▶ _Tarefas a realizar_:
a) Reescreva uma parte da crítica sobre o filme de Makhmalbaf, começando nas palavras "A discussão procede." e parando logo depois de "brasileiro Arthur Omar.". Troque "tapetes" por "mantas".
b) Retome a crítica sobre o filme de Makhmalbaf a partir da última frase apresentada.

▶ _Trecho para leitura_:
***
Não se trata, desta vez, de mera querela política, ainda que Makhmalbaf tenha tido que se transferir provisoriamente para o Tadjiquistão ex-soviético para rodar o filme. A censura iraniana amainou, mas continua poderosa.
O debate em torno de "O Silêncio" trata de seu pretenso esteticismo. No lançamento durante o Festival de Veneza, o cineasta foi acusado de se aproximar da estética publicitária da Benetton -e não se tratava de dúbio elogio.
A discussão procede. "O Silêncio" traz um Makhmalbaf distinto. Está lá a tradicional mistura entre documentarismo e ficção, com personagens e locações emprestando concretude a tênues tramas.
Mas mudou a estratégia narrativa. Mesmo em "Gabbeh" (1996), sobre a tecelagem de tapetes, o todo (a história) impunha-se sobre as partes (anedotas, planos de puro deslumbramento visual).
Dá-se o inverso em "O Silêncio". O aspecto fabulístico tem aqui importância ainda menor. O projeto de Makhmalbaf é de um ensaio semificcional sobre o cinema e o som, algo na linha do belo curta "O Som ou o Tratado da Harmonia" (1984), do brasileiro Arthur Omar.
***
▶ _Material fornecido_:
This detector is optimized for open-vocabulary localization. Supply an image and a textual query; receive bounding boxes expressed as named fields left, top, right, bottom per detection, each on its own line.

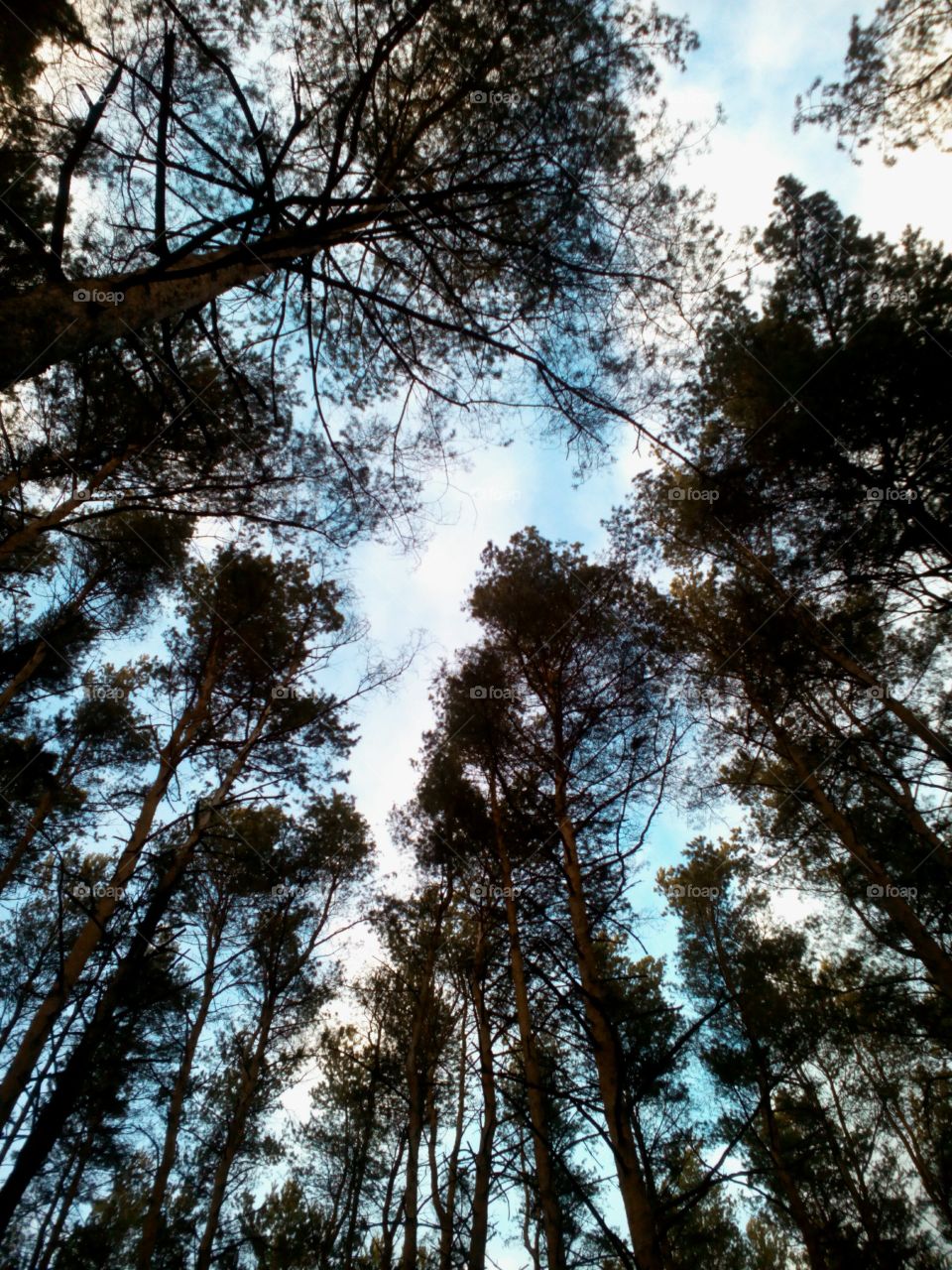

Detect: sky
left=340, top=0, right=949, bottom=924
***
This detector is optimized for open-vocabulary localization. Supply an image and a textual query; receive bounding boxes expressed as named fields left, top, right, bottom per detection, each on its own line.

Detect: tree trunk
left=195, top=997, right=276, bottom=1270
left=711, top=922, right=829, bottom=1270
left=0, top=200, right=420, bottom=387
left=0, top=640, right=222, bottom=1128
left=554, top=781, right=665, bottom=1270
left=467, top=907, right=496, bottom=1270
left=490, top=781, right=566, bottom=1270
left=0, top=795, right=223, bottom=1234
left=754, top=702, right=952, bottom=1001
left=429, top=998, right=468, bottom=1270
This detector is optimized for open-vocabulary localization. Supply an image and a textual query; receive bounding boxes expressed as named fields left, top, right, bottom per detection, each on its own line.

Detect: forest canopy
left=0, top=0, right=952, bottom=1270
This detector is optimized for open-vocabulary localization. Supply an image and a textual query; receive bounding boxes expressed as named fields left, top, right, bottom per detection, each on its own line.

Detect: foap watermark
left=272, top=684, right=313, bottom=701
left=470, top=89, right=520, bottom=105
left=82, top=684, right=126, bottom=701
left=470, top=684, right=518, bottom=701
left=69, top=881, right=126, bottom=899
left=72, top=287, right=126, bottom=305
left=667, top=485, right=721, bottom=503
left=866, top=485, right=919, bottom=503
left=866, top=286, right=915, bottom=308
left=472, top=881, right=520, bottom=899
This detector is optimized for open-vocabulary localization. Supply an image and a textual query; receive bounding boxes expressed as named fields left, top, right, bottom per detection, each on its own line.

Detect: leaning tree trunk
***
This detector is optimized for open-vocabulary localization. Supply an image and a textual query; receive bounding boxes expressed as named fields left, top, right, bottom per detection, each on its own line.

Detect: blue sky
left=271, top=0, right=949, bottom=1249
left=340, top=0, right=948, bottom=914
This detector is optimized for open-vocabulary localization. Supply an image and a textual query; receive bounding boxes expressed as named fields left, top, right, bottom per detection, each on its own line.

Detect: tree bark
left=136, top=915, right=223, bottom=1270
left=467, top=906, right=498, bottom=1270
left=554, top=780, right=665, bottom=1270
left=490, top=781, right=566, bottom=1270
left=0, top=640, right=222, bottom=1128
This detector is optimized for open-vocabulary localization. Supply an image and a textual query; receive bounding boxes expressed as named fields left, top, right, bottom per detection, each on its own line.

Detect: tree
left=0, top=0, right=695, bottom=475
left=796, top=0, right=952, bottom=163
***
▶ _Resultados_:
a)
A discussão procede. "O Silêncio" traz um Makhmalbaf distinto. Está lá a tradicional mistura entre documentarismo e ficção, com personagens e locações emprestando concretude a tênues tramas.
Mas mudou a estratégia narrativa. Mesmo em "Gabbeh" (1996), sobre a tecelagem de mantas, o todo (a história) impunha-se sobre as partes (anedotas, planos de puro deslumbramento visual).
Dá-se o inverso em "O Silêncio". O aspecto fabulístico tem aqui importância ainda menor. O projeto de Makhmalbaf é de um ensaio semificcional sobre o cinema e o som, algo na linha do belo curta "O Som ou o Tratado da Harmonia" (1984), do brasileiro Arthur Omar.

b)
A história apenas prepara o terreno para o exame das articulações entre imagem e som -na vida, assim como no cinema. Um menino cego trabalha afinando instrumentos para ajudar no sustento da mãe. Os rotineiros atrasos dele comprometem o emprego bem na hora errada: o proprietário quer de volta a casa em que vivem.
Cegueira e música serão as ferramentas fundamentais para a pesquisa de Makhmalbaf. Não ver aguça a audição. Ouvir o ritmo das notas mimetiza a poesia das cores. Cegueira não implica silêncio visual. Silêncio não equivale a cegueira auditiva.
Uma jovem dança sensualmente, para escândalo dos fundamentalistas. Toda uma cultura se afirma por meio de tintas fortes. Canções populares misturam-se com a "5ª Sinfonia", de Beethoven.
Makhmalbaf aposta na reeducação dos sentidos. Peca pelo excesso, apesar de o filme não durar mais que 76 minutos. Mas, reconheça-se, "O Silêncio" é de um colorido ensurdecedor.